> _Task description_: Transcribe the lines exactly, beginning with the one that contains "of the silhouetted" and ending with the final line of the records. Do not transcribe pictures.

Dataset rows on where objects appear:

^^^^^^^^

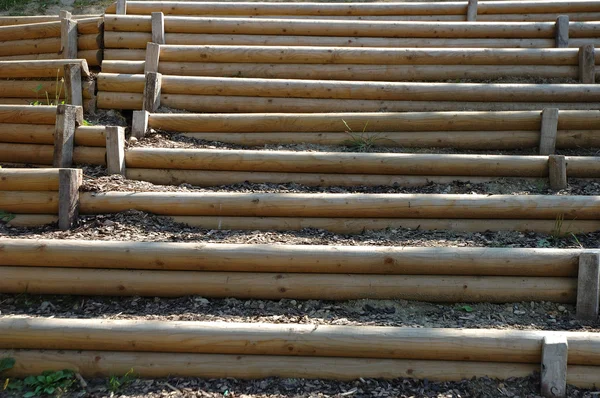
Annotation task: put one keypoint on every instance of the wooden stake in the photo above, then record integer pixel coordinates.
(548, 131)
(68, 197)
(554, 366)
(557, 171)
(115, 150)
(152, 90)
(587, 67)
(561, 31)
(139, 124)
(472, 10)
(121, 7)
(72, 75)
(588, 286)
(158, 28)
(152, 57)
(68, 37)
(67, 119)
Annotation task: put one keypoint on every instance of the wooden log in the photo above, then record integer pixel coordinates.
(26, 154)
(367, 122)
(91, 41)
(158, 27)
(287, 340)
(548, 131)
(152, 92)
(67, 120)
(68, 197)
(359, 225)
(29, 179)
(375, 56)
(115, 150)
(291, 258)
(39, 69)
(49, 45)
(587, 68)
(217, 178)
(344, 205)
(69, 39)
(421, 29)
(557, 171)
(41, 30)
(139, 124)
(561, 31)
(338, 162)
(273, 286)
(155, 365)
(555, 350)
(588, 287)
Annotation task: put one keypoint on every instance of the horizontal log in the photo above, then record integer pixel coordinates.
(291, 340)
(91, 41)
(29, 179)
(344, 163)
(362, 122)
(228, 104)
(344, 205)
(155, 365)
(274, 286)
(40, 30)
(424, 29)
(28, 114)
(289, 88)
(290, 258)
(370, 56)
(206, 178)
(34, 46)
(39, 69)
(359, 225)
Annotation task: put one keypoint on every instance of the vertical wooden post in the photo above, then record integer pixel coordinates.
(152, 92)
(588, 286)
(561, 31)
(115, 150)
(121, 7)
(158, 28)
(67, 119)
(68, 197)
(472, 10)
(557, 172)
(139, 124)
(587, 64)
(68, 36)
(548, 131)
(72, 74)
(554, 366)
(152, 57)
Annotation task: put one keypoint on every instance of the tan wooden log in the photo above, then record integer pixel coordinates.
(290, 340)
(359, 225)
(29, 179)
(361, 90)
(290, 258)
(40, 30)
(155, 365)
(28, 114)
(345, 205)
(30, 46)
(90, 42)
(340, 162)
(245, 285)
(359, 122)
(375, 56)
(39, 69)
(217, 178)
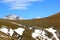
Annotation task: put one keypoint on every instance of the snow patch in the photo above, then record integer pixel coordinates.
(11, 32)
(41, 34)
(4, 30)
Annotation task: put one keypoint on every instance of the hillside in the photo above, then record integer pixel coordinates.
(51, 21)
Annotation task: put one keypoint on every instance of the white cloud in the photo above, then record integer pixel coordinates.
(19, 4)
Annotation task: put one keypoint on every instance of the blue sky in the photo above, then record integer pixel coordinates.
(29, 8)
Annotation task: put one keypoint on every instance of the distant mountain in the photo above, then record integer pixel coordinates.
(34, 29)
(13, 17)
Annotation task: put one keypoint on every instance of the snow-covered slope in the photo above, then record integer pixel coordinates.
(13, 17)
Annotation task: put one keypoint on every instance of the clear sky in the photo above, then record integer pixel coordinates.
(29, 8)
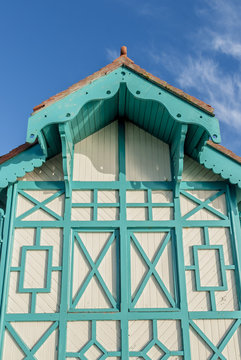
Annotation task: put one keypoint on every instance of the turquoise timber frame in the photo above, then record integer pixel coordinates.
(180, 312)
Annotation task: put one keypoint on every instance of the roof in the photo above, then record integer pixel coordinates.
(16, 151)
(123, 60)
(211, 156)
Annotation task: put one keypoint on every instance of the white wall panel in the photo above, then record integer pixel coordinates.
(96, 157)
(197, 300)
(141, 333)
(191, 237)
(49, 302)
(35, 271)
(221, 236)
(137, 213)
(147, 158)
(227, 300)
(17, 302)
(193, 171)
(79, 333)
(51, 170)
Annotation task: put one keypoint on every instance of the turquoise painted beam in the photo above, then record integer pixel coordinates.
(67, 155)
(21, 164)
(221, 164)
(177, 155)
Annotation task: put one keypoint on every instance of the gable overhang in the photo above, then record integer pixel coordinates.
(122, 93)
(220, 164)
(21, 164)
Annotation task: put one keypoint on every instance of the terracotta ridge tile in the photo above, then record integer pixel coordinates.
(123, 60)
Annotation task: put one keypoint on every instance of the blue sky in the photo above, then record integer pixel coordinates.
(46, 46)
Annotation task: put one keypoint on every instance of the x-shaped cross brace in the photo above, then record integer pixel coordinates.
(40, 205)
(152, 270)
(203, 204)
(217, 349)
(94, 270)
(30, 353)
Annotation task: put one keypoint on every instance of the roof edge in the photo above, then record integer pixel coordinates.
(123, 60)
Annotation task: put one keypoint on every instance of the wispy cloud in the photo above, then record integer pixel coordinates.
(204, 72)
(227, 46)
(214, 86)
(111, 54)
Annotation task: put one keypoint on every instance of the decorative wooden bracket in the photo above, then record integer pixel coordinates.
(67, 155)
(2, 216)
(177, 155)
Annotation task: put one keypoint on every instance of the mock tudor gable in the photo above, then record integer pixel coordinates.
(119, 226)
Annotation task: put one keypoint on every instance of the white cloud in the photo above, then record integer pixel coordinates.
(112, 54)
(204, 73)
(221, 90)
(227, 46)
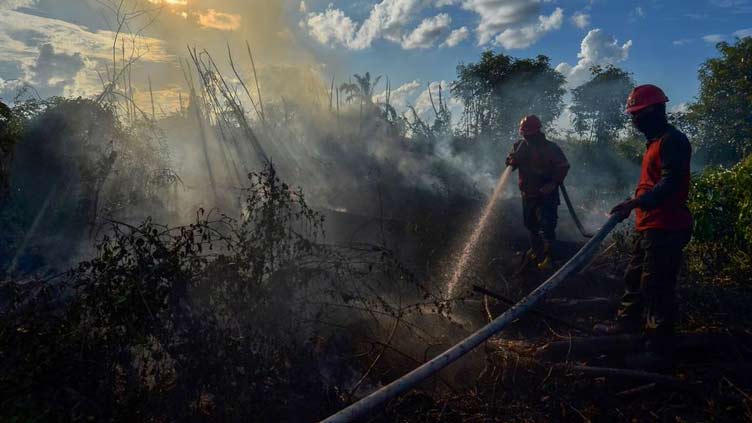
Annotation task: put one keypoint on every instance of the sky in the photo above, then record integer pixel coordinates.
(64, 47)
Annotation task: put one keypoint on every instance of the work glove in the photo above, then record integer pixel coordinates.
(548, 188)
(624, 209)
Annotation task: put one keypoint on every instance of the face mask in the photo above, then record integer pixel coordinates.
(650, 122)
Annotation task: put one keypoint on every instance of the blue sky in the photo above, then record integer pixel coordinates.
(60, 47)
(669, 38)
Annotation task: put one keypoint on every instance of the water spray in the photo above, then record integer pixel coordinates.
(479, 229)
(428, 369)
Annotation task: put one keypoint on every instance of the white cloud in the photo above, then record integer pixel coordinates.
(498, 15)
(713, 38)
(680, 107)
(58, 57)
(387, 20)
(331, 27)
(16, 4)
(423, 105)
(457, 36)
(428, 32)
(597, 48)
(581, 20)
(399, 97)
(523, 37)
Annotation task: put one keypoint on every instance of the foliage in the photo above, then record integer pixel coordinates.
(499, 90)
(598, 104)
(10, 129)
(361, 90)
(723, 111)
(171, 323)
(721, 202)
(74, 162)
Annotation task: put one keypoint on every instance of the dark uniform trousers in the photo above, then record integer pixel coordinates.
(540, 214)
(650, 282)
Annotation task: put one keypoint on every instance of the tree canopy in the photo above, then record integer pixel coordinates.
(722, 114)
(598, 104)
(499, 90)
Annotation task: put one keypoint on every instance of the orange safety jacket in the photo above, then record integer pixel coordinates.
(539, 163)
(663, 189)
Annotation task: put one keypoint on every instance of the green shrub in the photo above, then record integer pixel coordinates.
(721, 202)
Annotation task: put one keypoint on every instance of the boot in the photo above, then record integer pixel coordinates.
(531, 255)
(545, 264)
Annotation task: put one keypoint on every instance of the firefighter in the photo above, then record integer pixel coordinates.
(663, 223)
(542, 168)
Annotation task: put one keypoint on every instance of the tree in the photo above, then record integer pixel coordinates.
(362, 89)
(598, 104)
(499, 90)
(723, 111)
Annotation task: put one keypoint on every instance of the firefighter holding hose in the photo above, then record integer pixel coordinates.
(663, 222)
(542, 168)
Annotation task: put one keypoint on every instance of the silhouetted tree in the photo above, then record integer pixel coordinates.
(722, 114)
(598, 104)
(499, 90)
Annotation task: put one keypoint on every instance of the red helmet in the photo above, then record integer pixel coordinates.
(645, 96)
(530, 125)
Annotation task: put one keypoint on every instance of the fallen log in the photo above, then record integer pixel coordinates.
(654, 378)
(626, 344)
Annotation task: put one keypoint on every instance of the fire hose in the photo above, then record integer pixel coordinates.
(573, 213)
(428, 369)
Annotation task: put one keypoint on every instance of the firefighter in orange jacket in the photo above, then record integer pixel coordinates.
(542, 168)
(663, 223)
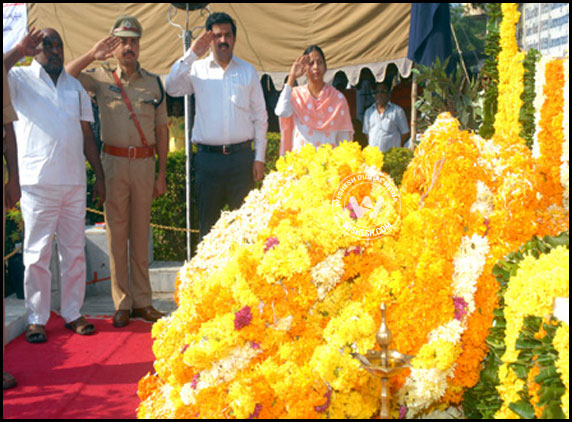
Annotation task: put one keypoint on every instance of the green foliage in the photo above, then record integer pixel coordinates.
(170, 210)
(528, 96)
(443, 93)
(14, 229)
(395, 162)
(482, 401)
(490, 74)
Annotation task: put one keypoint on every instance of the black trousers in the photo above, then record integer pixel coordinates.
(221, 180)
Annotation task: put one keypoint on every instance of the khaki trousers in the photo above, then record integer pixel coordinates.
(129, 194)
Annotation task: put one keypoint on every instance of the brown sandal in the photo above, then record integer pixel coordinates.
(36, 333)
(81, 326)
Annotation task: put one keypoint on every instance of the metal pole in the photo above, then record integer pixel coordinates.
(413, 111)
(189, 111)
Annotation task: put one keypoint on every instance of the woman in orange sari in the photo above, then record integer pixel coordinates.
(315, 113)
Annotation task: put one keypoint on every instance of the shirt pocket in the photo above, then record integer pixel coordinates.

^^^^^^^^

> _Solved problem_:
Annotation task: put one keypoint on every instance of the silhouetted tree in the photo above, then record integer pixel coordinates.
(722, 114)
(598, 104)
(499, 90)
Annotation task: put one keypoint on every instance of the red helmet in the photo above, then record integer pixel coordinates.
(645, 96)
(530, 125)
Annotation task: put one keypoint on every instance of the fallen log in the photo above, then record integer pixel coordinates.
(654, 378)
(626, 344)
Annotation task: put one keypoint on every instance of the fire hose in the photo above, then record integer pixel coordinates.
(573, 213)
(428, 369)
Annotation task: put one keypoint on every instance of the firefighter in orange jacket in the photo above, then record integer pixel coordinates.
(542, 168)
(663, 223)
Annotation task: put one keypoint on every instance of the green foliage in the photo above, then record integer pixel coordinates.
(170, 210)
(528, 96)
(443, 93)
(14, 229)
(395, 162)
(482, 401)
(490, 74)
Annotation task: put one keypoint on every instance of the black trousers in the photo above, then record integer pixel coordinates.
(221, 180)
Annotation task: put one keypoint on every instance of the khaki trousers in the photo above, then record integer pixel coordinates.
(129, 194)
Annotation task: put one keypoint on every instance of the brown sandal in the photo above, then record integer pixel coordinates.
(36, 333)
(81, 326)
Annotation task: put one keypoint on every instance of the metal pole in the photo above, then record integer pixel coordinates.
(413, 111)
(189, 111)
Annotation task: put one keypoint on every instance of the woman in orange sari in the photo above, then record integer pixel coordinates.
(315, 113)
Annotation task: put one keypoint on every instance of the shirt pocket in the photo above, then record integer pixel coordinates.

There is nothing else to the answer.